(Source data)
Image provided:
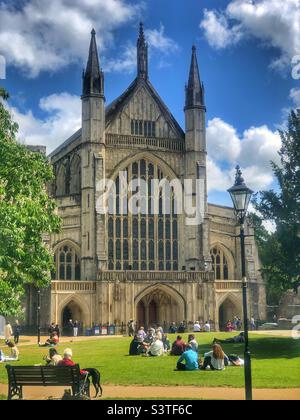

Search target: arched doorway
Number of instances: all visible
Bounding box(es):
[136,300,146,325]
[0,316,5,336]
[149,300,158,325]
[136,285,185,328]
[61,300,85,331]
[219,298,242,331]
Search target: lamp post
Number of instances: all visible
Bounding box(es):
[228,166,253,400]
[37,289,41,344]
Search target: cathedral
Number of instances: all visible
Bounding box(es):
[27,24,266,330]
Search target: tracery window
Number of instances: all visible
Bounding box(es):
[131,120,155,137]
[108,159,179,271]
[210,247,229,280]
[52,245,80,280]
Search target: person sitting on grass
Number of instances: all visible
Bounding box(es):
[177,344,199,370]
[171,335,185,356]
[137,327,147,342]
[226,320,234,332]
[44,348,62,366]
[129,335,142,356]
[57,349,87,376]
[201,344,228,370]
[188,334,198,353]
[147,338,165,356]
[143,328,155,345]
[0,341,20,362]
[213,332,245,344]
[162,334,171,352]
[39,331,59,347]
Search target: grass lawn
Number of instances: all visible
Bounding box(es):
[0,333,300,388]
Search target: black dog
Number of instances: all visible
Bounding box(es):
[83,368,103,398]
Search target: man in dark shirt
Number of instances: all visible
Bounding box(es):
[213,332,245,344]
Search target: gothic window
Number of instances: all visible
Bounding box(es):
[52,245,80,280]
[70,155,81,195]
[107,159,179,271]
[210,247,229,280]
[56,164,66,197]
[131,120,156,137]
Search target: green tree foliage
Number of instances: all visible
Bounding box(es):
[0,94,60,316]
[254,109,300,303]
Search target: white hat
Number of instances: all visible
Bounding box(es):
[64,349,73,357]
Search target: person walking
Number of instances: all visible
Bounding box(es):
[127,319,135,337]
[73,321,79,337]
[4,321,13,344]
[176,344,199,370]
[13,320,21,345]
[201,344,229,370]
[53,324,60,338]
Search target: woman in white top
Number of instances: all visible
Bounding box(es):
[194,321,201,332]
[188,334,198,353]
[201,344,228,370]
[148,338,165,356]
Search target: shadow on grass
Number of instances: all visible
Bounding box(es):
[199,336,300,360]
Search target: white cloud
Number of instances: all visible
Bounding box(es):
[145,23,179,55]
[0,0,142,77]
[290,88,300,108]
[200,9,242,49]
[207,118,241,162]
[200,0,300,69]
[207,156,234,192]
[207,118,281,191]
[11,93,81,153]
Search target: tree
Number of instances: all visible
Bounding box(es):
[254,109,300,298]
[0,95,60,316]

EXERCISE:
Reproduce every one of the entries above line for line, without any change, and leave the pictures out.

FINAL RESULT:
Image provided:

Search target: arched doorway
Number of instances: all visible
Bounding box(es):
[136,300,146,325]
[0,316,5,336]
[149,300,158,325]
[136,285,185,328]
[61,300,85,331]
[219,298,242,331]
Search target: lamp post
Number of instances: all visible
Bounding box(es):
[228,166,253,400]
[37,289,41,344]
Search target: cathedral
Number of instances: all visible
Bounding box(es):
[27,24,266,330]
Search target: tracery window
Number of instances: all visible
Bounding box(es):
[131,120,155,137]
[108,159,179,271]
[210,247,229,280]
[52,245,80,280]
Search target: person sitting on grass
Number of instances: all visible
Bounding box(es):
[177,344,199,370]
[171,335,185,356]
[137,327,147,342]
[226,320,234,332]
[44,348,62,366]
[129,335,142,356]
[57,349,87,376]
[201,344,228,370]
[188,334,198,353]
[147,338,165,356]
[143,328,155,345]
[0,341,20,362]
[213,332,245,344]
[162,334,171,352]
[39,331,59,347]
Search target: grass lawn
Number of instances: all visible
Bounding box(es):
[0,333,300,388]
Search target: black dog
Number of instances: all visible
Bounding box(es):
[83,368,103,398]
Search target: man in dark shirt
Number of instances: all visible
Bounding box(es):
[213,332,245,344]
Search target: gothic window
Number of instances: all visible
Bounding box(es):
[52,245,80,280]
[70,155,81,195]
[107,159,179,271]
[210,247,229,280]
[56,164,66,197]
[131,120,156,137]
Search target: green tree foliage
Number of instances: all visible
Bounding box(es):
[0,94,60,316]
[254,109,300,303]
Search target: white hat
Number of instances: all visible
Bounding box(es):
[64,349,73,357]
Search target: person walking
Number of instances: all visible
Bounding box(es):
[127,319,135,337]
[73,321,79,337]
[4,321,13,344]
[176,344,199,370]
[13,320,21,345]
[201,344,229,370]
[53,324,60,338]
Search target: woman in white top
Number of instances: all visible
Bounding box(es):
[194,321,201,332]
[188,334,198,353]
[201,344,228,370]
[148,338,165,356]
Search target: shadow on grass
Number of instances: all visible
Bounding box(es):
[199,336,300,360]
Search target: white cloud
Number of instances: all visible
Bounding box(es):
[145,23,179,55]
[0,0,142,77]
[290,88,300,108]
[200,9,242,49]
[207,118,241,162]
[200,0,300,69]
[207,156,234,192]
[207,118,281,191]
[11,93,81,153]
Search target: tree
Number of instances: all visible
Bounding box(es):
[254,109,300,298]
[0,95,60,316]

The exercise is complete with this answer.